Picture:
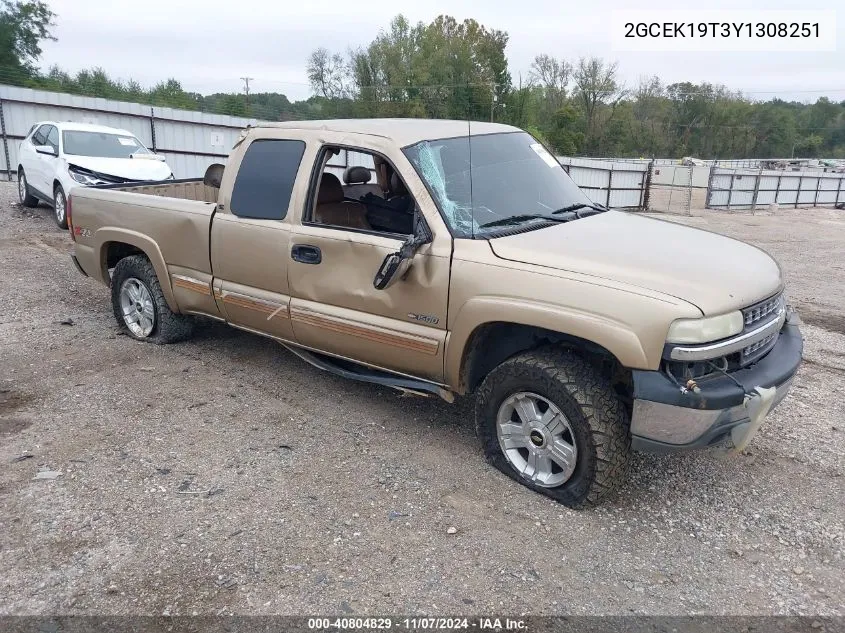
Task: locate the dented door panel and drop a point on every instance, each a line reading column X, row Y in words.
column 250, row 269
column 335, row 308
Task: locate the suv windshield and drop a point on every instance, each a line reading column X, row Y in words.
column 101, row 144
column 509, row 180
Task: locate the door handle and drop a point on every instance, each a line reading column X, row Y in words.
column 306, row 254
········
Where a record holds a picture, leave the picture out and restate the rest word for word.

Picture:
Task: locate the dented door panel and drop a point on every instance, each a line reading column X, row Y in words.
column 250, row 269
column 335, row 308
Task: locate the suv windshield and drop a point on every instance, each a line reading column X, row Y in words.
column 101, row 144
column 509, row 180
Task: locate the door handle and drop a point on every instance, each a line reading column X, row Y in words.
column 306, row 254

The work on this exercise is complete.